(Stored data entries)
┄┄┄┄┄┄┄┄┄┄
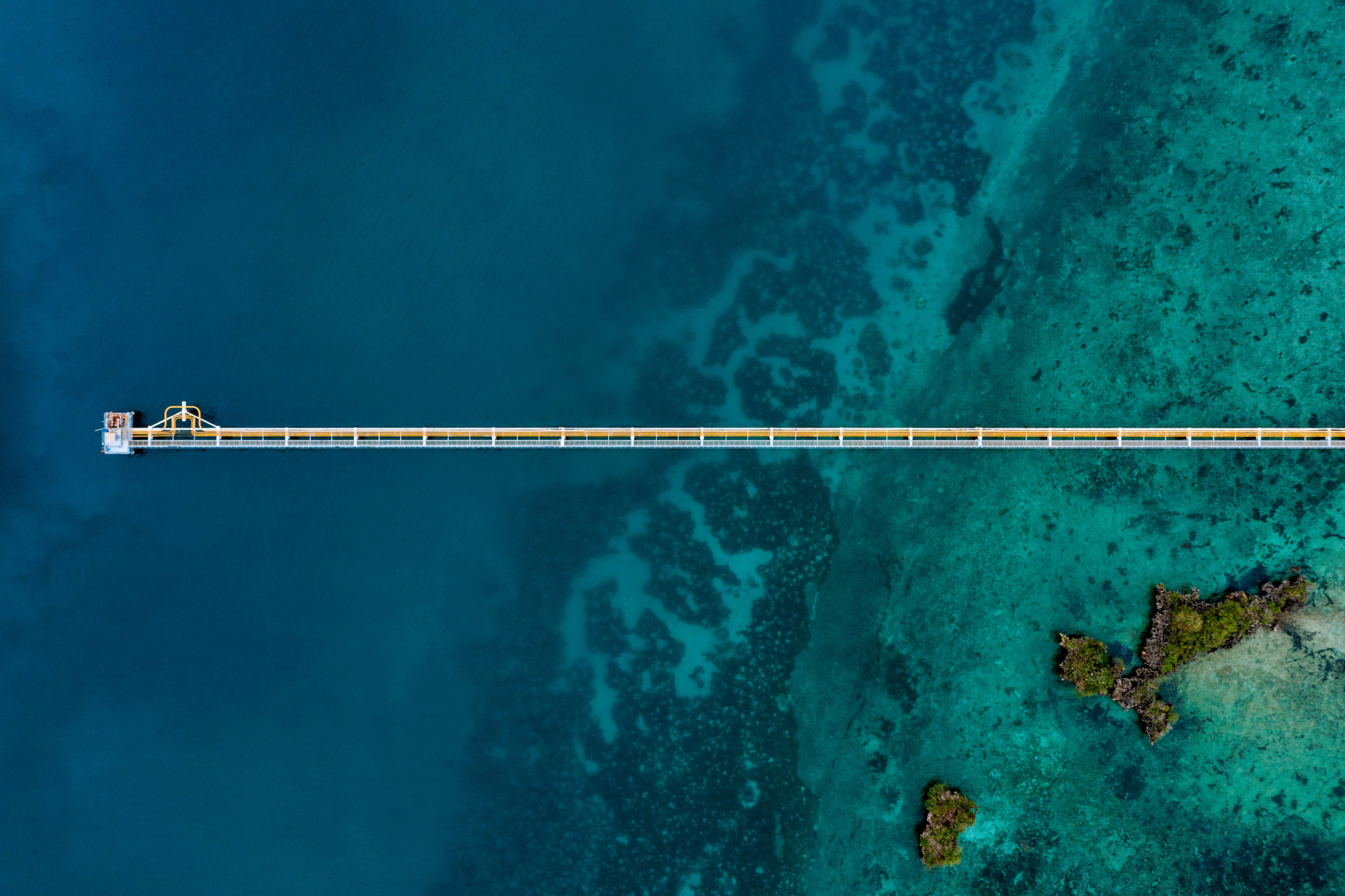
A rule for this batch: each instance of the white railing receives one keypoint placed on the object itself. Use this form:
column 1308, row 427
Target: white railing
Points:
column 119, row 436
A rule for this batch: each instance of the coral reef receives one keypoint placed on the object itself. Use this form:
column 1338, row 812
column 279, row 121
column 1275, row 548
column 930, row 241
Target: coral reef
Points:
column 1182, row 628
column 1089, row 666
column 948, row 814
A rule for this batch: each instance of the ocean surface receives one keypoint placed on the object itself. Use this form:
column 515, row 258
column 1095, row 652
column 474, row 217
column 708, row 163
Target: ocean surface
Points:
column 664, row 673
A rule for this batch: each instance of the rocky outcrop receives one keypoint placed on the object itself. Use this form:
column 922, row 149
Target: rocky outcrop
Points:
column 1182, row 628
column 948, row 814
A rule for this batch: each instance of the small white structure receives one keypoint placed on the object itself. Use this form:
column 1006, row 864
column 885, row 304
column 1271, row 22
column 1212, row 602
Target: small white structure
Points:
column 116, row 432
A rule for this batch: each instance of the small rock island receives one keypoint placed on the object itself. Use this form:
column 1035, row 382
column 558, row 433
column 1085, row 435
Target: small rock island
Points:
column 1183, row 627
column 948, row 814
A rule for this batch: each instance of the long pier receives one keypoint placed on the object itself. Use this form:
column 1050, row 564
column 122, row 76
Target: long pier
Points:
column 184, row 428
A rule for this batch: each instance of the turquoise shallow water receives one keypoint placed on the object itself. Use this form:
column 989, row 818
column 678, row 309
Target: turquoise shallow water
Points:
column 664, row 673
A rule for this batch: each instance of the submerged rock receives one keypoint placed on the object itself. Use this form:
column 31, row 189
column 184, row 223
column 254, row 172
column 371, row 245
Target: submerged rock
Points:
column 1183, row 627
column 1089, row 666
column 948, row 814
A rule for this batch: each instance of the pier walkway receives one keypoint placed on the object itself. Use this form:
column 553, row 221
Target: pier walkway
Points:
column 184, row 428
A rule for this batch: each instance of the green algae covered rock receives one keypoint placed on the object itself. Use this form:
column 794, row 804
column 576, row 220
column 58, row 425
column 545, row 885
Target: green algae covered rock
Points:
column 948, row 814
column 1183, row 627
column 1089, row 666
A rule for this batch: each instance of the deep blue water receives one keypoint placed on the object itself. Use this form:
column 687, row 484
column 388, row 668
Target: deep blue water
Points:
column 248, row 674
column 445, row 673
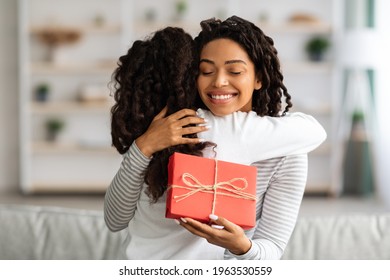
┄┄┄┄┄┄┄┄┄┄
[YOUR GOAL]
All lines with the word "small" need to be copied from the data above.

[FINAL ANSWER]
A rule for this batch: each instance of the small white structure receives one keypoint placed on the object itself. Use this form:
Target: small white structure
A rule for this batch: each instance of the small rock island receives one keypoint placed on the object itself. Use this form:
Target: small rock island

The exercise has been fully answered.